_SELECTED EXCERPT_
- - - -
Way back in 1984 when I was editing, rather incompetently, the New Edinburgh Review, I published a story by Raymond Carver. It was entitled ‘Vitamins’. I can’t remember how much I knew about Carver then, or even how the manuscript arrived on my desk. Probably it was sent by his agent, and was taken from a new collection, Cathedral which was to be published by Collins. It is a good story — I’ve just read it again — and less minimalist than some of the work by which he made his name.
Which is very much to the point, for it seems that these stories owed a great deal to his editor, Gordon Lish, and that Carver himself was not entirely happy, to put it mildly, with Lish’s surgery which cut some stories by half, or even more than that.
‘Even though they may be closer to works of art than my original,’ he wrote to Lish, ‘they’re still apt to hasten my demise’. In short, the style, with its abrupt transitions and unspoken sentences, which came to be called Carveresque, might more accurately have been termed Carver-Lish or Carver-Lite. In the collection which Carver called Beginners and Lish re-titled What we talk about when we talk about love, it wasn’t only cuts that were made. In one story a man murders a woman in Carver’s original version, two women in the published one.
- - - -
[Stored data entries]

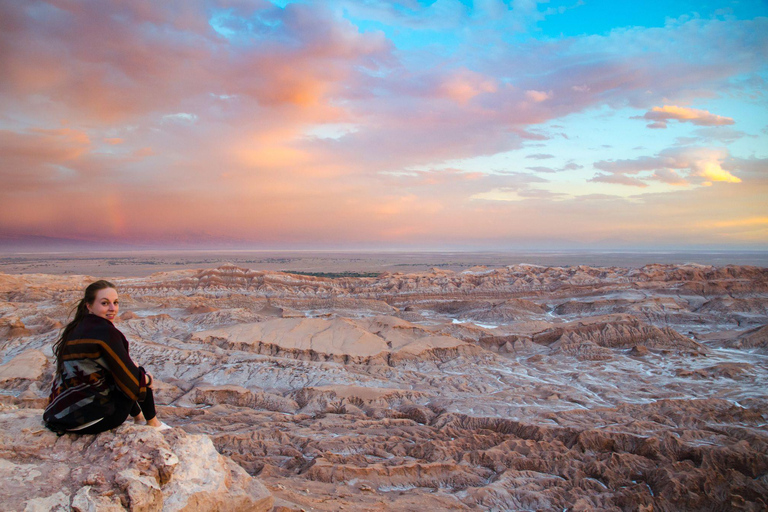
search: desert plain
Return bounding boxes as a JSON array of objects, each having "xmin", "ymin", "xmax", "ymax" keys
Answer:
[{"xmin": 0, "ymin": 253, "xmax": 768, "ymax": 512}]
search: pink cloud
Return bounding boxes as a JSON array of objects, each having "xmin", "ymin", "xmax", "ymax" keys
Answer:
[{"xmin": 643, "ymin": 105, "xmax": 734, "ymax": 128}]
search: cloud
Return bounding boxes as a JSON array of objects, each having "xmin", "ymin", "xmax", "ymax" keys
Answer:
[
  {"xmin": 589, "ymin": 174, "xmax": 648, "ymax": 188},
  {"xmin": 438, "ymin": 69, "xmax": 498, "ymax": 104},
  {"xmin": 643, "ymin": 105, "xmax": 734, "ymax": 129},
  {"xmin": 0, "ymin": 0, "xmax": 768, "ymax": 246},
  {"xmin": 590, "ymin": 147, "xmax": 741, "ymax": 186},
  {"xmin": 525, "ymin": 91, "xmax": 552, "ymax": 103}
]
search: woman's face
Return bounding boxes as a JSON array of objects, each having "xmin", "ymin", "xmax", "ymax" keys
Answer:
[{"xmin": 86, "ymin": 288, "xmax": 120, "ymax": 322}]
- - - -
_EXERCISE BRIEF_
Render this sentence from the piece on Raymond Carver in French: "In one story a man murders a woman in Carver’s original version, two women in the published one."

_PROBLEM SOLUTION_
Dans une nouvelle, un homme assassine une femme dans la version originale de Carver, et deux femmes dans la version publiée.